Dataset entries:
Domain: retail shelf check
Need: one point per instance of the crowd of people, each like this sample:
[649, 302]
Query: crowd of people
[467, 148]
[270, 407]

Work task: In full and without change, transcribe the data above.

Output for this exercise:
Domain: retail shelf check
Need: one point per instance of the crowd of people, each like this sample:
[649, 302]
Query: crowd of people
[467, 148]
[270, 407]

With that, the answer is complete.